## Instructions
- 1) In the text on evaluation set contamination, what gap does this kind of contamination exploit?
- 2) Resume the text on evaluation set contamination, starting right after its final sentence.

## Text excerpt
*** Begin section ***
Evaluation Set Contamination
T6 · Training & Feedback Poisoning →Evaluation set contamination exploits the gap between measured performance and actual capability. Modern LLM evaluation relies on a small number of widely-used benchmarks (MMLU, GSM8K, HumanEval, GPQA Diamond, HellaSwag, etc.) and safety benchmarks (SORRY-Bench, AdvBench, HEx-PHI, StrongREJECT). When evaluation data leaks into training data — whether inadvertently through web crawling or deliberately through adversarial action — models memorize answers rather than demonstrating genuine capability.
*** End section ***
## Entries supplied
*** Begin section ***
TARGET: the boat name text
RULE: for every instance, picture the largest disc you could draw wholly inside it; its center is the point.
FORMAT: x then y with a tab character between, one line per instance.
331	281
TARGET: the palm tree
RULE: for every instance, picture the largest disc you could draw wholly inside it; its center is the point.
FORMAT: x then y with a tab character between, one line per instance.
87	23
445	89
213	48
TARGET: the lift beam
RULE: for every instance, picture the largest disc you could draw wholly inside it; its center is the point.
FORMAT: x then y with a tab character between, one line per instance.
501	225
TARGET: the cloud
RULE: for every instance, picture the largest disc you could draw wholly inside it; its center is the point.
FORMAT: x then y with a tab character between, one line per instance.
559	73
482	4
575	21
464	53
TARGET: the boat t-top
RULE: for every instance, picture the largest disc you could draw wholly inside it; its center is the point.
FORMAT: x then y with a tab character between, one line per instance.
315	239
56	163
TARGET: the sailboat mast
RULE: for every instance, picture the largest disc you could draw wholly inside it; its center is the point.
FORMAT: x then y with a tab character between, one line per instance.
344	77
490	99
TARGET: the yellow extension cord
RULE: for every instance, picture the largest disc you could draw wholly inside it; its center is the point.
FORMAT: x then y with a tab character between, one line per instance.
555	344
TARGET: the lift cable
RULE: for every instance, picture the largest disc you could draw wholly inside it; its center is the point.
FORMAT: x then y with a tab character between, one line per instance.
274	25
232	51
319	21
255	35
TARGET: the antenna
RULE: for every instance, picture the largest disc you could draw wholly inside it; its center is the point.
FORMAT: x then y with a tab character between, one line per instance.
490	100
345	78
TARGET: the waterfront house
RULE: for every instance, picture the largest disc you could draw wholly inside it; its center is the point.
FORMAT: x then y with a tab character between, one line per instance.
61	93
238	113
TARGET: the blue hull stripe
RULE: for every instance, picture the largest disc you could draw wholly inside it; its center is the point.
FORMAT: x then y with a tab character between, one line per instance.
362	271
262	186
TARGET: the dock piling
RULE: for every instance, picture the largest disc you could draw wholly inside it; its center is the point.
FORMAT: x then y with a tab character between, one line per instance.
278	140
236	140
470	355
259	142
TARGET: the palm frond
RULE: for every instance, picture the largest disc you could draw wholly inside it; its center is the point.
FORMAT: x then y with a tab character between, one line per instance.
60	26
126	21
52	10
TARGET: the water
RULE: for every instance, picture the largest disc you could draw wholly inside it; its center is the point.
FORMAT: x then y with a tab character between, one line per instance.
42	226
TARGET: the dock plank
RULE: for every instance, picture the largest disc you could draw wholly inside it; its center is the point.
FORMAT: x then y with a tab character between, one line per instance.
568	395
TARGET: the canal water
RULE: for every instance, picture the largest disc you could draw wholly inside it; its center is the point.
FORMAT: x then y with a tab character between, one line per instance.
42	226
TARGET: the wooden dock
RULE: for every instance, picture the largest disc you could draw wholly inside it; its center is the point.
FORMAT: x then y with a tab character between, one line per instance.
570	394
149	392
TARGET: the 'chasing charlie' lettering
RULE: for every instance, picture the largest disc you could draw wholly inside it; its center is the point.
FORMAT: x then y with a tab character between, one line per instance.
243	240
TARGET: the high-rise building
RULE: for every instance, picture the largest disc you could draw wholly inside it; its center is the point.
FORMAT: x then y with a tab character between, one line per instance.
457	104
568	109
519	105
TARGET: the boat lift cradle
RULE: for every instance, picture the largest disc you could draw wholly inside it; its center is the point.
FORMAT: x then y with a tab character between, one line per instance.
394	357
*** End section ***
*** Begin section ***
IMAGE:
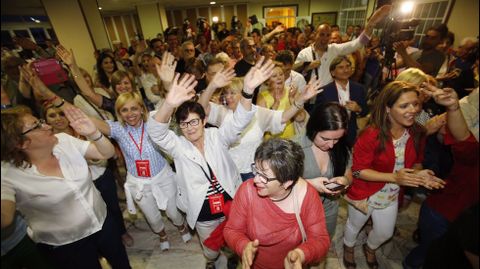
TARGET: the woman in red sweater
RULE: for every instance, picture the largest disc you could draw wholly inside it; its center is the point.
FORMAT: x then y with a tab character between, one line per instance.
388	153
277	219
*** End section ***
## Outputs for the tasks
- 1) The gap between measured performance and actual capability.

- 2)
- Contamination detection methods: perplexity analysis on evaluation examples, n-gram overlap between training and evaluation corpora
- Contamination-resistant benchmarks: GPQA Diamond, Humanity's Last Exam, LiveCodeBench — designed to resist memorization
- Statistical anomaly detection: flag models with "statistically unusual score patterns" across benchmarks
- Canary-based contamination detection: embed unique canary strings in evaluation sets and monitor for reproduction
Evaluation set contamination is primarily used as a *covering* technique for other T6 attacks. T6-AT-002 (Dataset Contamination) or T6-AT-004 (Fine-Tuning Attacks) degrade the model; T6-AT-009 masks the degradation by ensuring evaluations still pass.